(Exercise A):
According to the reflection on trauma-floor work below, how long has the writer been working on the hospital's trauma floors?
(Exercise B):
List every outcome in the range of outcomes that the reflection on trauma-floor work gives for patients hurt because of drugs or alcohol.
(Exercise C):
Write a continuation of the reflection on trauma-floor work that begins after its final sentence.

(Page text):
###

I have now been working at the hospital on the trauma floors for 4 months. Before I become so accustomed to what I see on a daily basis, I want to put in writing some thoughts.
NO good comes with drugs or alcohol. I am amazed everyday at work when I am performing chart reviews how many of my patients lives are forever altered for worse because of it. Falling/jumping out of balconies, playing chicken crossing the road, drunk driving - car or motorcycle, liver failure (and you just didn't notice you were becoming the same shade as an Oompa Loompa?), stabbings, shootings, beatings by any numerous blunt object- (brick, bat, etc), falling down the stairs... The list continues to grow every week. The outcome ranges from death, worse than death (alive but most would have chosen death instead of this outcome), alive with potential- but a long road of years of rehab, sacrifice, pain, hard work, and you'll never be the same, to broken but full recovery- and lesson not learned. But it isn't only their life- family, friends, and even hospital staff are all affected-and it spirals outward because frequently they cause harm upon others as well as themselves. Many times I have had to tune out the wailing sobs from family as they see their loved one for the first time "since" or last time "since".

###

(Dataset):

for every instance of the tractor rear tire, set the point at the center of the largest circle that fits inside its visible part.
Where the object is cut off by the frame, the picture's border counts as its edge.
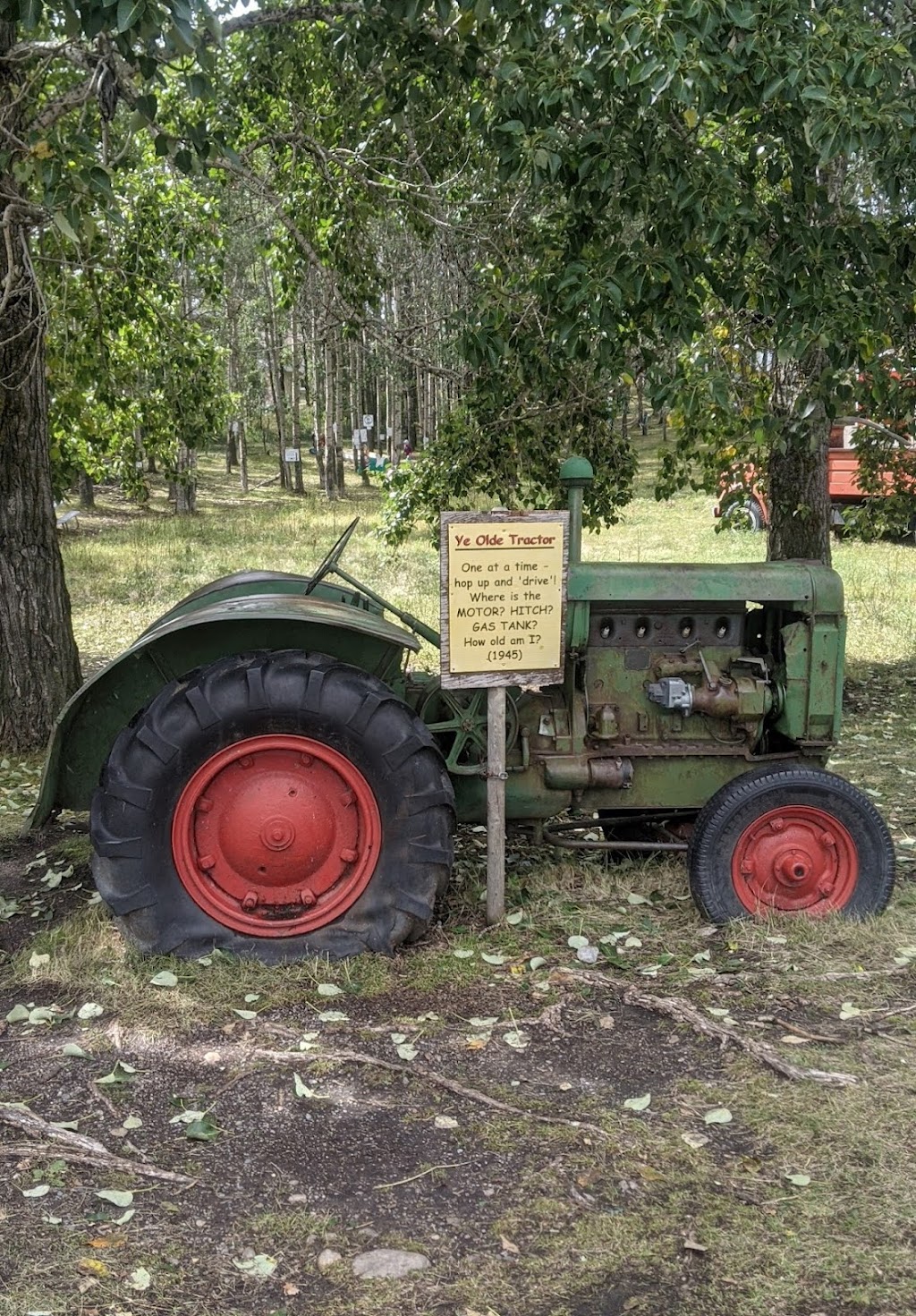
(274, 805)
(790, 840)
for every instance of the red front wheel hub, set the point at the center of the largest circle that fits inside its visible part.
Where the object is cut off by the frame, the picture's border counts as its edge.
(795, 858)
(276, 835)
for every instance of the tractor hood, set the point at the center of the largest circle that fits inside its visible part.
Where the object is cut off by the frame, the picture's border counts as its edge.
(178, 644)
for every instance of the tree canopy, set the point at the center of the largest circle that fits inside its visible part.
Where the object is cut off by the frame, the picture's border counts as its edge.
(490, 223)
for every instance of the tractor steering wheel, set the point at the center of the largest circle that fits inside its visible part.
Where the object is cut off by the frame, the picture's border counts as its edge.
(332, 558)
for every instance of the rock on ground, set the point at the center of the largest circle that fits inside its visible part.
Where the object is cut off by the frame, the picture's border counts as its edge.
(387, 1263)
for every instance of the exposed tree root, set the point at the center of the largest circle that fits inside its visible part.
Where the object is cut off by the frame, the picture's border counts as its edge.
(77, 1146)
(428, 1075)
(682, 1011)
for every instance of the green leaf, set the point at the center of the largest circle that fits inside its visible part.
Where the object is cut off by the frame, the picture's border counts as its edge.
(30, 13)
(259, 1266)
(77, 1050)
(203, 1129)
(165, 980)
(100, 182)
(128, 13)
(64, 225)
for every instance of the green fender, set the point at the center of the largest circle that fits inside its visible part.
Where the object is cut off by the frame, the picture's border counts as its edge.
(182, 641)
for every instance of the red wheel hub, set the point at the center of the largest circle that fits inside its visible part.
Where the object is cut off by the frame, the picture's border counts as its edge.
(276, 835)
(795, 858)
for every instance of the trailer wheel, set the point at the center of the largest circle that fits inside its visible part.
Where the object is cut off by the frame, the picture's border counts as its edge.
(742, 512)
(790, 840)
(276, 805)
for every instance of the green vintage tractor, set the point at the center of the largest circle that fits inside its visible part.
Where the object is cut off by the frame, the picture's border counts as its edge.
(266, 774)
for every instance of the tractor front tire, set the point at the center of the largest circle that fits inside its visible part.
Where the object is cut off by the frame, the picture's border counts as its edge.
(790, 840)
(274, 805)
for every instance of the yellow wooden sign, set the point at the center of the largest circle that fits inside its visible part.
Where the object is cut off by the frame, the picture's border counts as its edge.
(503, 598)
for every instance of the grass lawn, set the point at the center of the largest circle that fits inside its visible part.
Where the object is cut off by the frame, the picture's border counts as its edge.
(550, 1137)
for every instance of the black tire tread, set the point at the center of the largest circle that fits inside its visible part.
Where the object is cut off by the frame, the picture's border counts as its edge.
(259, 693)
(707, 857)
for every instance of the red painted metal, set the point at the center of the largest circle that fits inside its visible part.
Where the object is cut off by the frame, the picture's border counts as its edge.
(795, 858)
(276, 835)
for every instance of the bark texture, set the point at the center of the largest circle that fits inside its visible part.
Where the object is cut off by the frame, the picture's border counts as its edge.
(38, 658)
(799, 500)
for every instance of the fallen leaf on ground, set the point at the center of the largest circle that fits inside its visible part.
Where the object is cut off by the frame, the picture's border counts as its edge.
(92, 1266)
(259, 1266)
(165, 980)
(694, 1140)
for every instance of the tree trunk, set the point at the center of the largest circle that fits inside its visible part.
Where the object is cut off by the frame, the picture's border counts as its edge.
(38, 658)
(796, 488)
(242, 457)
(86, 488)
(184, 486)
(296, 403)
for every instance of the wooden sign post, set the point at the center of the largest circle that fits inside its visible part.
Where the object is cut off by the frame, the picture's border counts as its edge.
(503, 614)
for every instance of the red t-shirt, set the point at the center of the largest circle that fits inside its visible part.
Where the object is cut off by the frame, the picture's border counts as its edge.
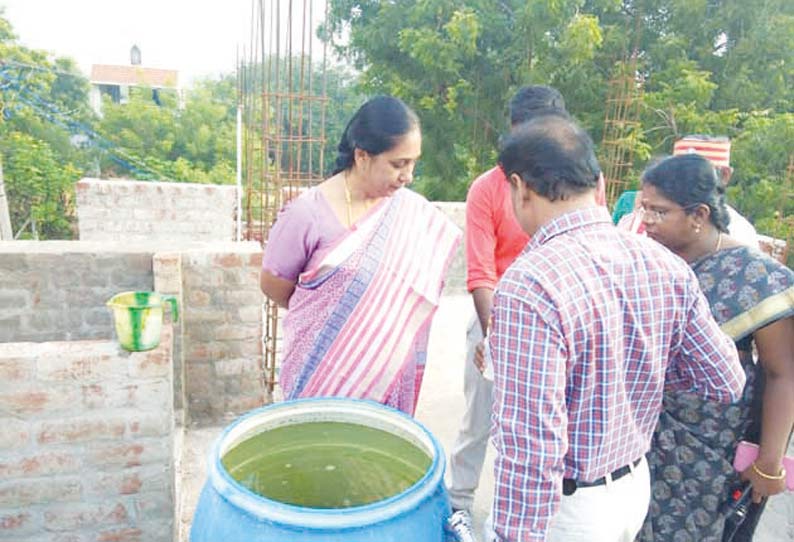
(493, 236)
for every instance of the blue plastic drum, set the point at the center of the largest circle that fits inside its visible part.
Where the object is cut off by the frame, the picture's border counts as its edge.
(229, 512)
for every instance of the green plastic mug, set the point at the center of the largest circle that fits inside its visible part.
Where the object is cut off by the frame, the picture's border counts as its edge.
(138, 318)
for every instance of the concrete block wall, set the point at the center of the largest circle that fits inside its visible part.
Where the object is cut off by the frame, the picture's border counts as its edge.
(86, 447)
(56, 290)
(122, 210)
(223, 330)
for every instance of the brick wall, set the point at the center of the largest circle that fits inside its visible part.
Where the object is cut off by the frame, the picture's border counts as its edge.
(56, 290)
(120, 210)
(86, 449)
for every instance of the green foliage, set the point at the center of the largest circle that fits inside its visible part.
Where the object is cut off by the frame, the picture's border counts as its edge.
(720, 67)
(39, 187)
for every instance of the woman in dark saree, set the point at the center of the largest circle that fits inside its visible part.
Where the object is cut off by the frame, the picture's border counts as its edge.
(752, 298)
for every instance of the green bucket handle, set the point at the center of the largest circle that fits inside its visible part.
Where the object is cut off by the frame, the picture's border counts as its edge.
(171, 300)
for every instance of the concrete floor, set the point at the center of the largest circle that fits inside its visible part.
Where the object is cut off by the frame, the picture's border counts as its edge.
(440, 408)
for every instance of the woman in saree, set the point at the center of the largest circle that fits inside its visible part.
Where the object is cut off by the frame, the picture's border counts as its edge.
(752, 298)
(358, 261)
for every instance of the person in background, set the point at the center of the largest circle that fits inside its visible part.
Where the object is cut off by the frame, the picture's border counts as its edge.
(752, 297)
(359, 263)
(493, 240)
(589, 325)
(718, 150)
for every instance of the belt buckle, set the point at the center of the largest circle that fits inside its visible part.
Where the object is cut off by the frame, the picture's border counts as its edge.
(568, 487)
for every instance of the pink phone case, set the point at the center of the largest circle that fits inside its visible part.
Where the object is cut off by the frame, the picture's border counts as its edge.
(747, 452)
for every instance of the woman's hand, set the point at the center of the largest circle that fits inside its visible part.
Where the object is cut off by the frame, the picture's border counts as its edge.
(763, 486)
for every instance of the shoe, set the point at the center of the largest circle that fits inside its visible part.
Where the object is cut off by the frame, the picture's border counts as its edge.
(460, 524)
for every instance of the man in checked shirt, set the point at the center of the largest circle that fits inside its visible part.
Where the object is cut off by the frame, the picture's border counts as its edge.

###

(Response area A):
4 months.

(Response area B):
1. Death
2. Worse than death: alive, but most would have chosen death instead of this outcome
3. Alive with potential, but facing a long road of years of rehab, sacrifice, pain and hard work, and never the same
4. Broken but full recovery, with the lesson not learned

(Response area C):
So many resources go to cleaning up and caring for these PREVENTABLE tragedies that it boggles my mind. Easily millions upon millions of dollars and thousands upon thousands of hours every year. This has naturally led me to ponder how and where these resources could be utilized if we could give up those two vices. I am rendered speechless because there is sooo much good we could accomplish. I am in awe of the prophet Joseph, the Word of Wisdom and God. It is truly the path of happiness. I also understand better D&C 104:17 "The earth is full and there is enough and to spare."
I came across an archived Music and the Spoken Word that elegantly stated much of what I have been musing. Not just about alcohol and drugs but prevention of suffering in general. I would call it a philosophy on "How to Live". This is how I want to live- and gratefully- do live.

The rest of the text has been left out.